● SOAL TUGAS 1
Kembalikan bagian teks tentang Islam dan kaum Muslim mulai dari "Kedua: Fakta-fakta yang" dan terus sampai "maupun di akhirat.", tanpa mengubah satu kata pun.
● SOAL TUGAS 2
Ringkas teks tentang Islam dan kaum Muslim dalam dua kalimat.

● TEKS
Kedua: Fakta-fakta yang berkaitan dengan Islam dan kaum Muslim, yaitu:
Islam adalah agama yang benar, yang datang dari Dzat Yang Maha Bijaksana dan Maha Mengetahui, untuk memperbaiki kondisi umat manusia di dunia ini. Seorang Muslim yang bangkit adalah ia yang hanya menyembah Allah SWT, Tuhan dan Rabb yang Maha Kuat, Maha Perkasa, Maha Kuasa dan Maha Berkuasa, yang hanya kepada-Nya semua makhluk tunduk. Allah adalah Penolong bagi hamba-hamba-Nya yang beriman, baik di dunia maupun di akhirat.
﴿إِنَّا لَنَنصُرُ رُسُلَنَا وَالَّذِينَ ءَامَنُواْ فِي الْحَيَاةِ الدُّنْيَا وَيَوْمَ يَقُومُ الْأَشْهَادُ﴾
“Sesungguhnya Kami akan menolong rasul-rasul Kami dan orang-orang yang beriman dalam kehidupan dunia dan pada hari dihadirkannya para saksi (hari Kiamat).” (TQS. Ghafir [40] : 51).
Muslim yang bangkit ini akan meningkatkan pengabdiannya kepada Allah SWT, bersandar hanya kepada-Nya, dan hanya kepada-Nya ia mencari dukungan serta bantuan, sehingga ia sama sekali tidak akan mempertimbangkan kekuatan Amerika atau kebesaran yang diklaimnya, dalam hal ini sejarah adalah saksi yang terbaik.

● DATA YANG DITAMPILKAN
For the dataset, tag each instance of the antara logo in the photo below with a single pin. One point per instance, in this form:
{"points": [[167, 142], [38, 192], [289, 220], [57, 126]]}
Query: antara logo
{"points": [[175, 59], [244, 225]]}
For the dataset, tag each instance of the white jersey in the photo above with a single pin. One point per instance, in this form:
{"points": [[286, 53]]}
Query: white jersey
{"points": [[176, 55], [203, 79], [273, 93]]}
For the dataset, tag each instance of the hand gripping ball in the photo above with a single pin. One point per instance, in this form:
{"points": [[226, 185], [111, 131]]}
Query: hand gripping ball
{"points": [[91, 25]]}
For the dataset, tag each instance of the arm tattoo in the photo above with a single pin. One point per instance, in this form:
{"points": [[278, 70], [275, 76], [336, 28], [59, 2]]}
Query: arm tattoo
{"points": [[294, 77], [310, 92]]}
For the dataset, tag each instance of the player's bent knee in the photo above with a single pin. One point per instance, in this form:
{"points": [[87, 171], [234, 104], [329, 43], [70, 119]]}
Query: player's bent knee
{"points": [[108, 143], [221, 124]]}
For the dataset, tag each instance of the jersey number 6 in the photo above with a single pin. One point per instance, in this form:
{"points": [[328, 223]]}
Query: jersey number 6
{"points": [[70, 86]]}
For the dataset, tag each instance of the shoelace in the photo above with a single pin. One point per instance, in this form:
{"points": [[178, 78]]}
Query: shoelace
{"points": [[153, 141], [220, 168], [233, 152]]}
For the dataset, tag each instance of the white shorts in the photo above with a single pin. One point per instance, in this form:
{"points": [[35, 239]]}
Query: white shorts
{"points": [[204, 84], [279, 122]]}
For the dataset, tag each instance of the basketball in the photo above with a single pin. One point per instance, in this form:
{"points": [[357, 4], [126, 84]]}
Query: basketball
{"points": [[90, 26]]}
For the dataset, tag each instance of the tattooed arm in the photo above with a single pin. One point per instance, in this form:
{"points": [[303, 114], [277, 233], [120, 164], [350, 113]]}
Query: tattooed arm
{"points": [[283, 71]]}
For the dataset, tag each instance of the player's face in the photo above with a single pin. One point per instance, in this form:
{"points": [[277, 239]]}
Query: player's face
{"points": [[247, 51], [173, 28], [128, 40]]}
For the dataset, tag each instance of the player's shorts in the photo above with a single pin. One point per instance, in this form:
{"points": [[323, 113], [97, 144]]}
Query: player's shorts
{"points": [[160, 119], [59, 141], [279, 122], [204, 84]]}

● HASIL JAWABAN 1
Kedua: Fakta-fakta yang berkaitan dengan Islam dan kaum Muslim, yaitu:
Islam adalah agama yang benar, yang datang dari Dzat Yang Maha Bijaksana dan Maha Mengetahui, untuk memperbaiki kondisi umat manusia di dunia ini. Seorang Muslim yang bangkit adalah ia yang hanya menyembah Allah SWT, Tuhan dan Rabb yang Maha Kuat, Maha Perkasa, Maha Kuasa dan Maha Berkuasa, yang hanya kepada-Nya semua makhluk tunduk. Allah adalah Penolong bagi hamba-hamba-Nya yang beriman, baik di dunia maupun di akhirat.

● HASIL JAWABAN 2
Islam adalah agama yang benar dari Dzat Yang Maha Bijaksana dan Maha Mengetahui untuk memperbaiki kondisi umat manusia, dan Allah adalah Penolong bagi hamba-hamba-Nya yang beriman di dunia maupun di akhirat. Muslim yang bangkit hanya menyembah Allah serta bersandar dan mencari bantuan hanya kepada-Nya, sehingga ia sama sekali tidak mempertimbangkan kekuatan Amerika atau kebesaran yang diklaimnya.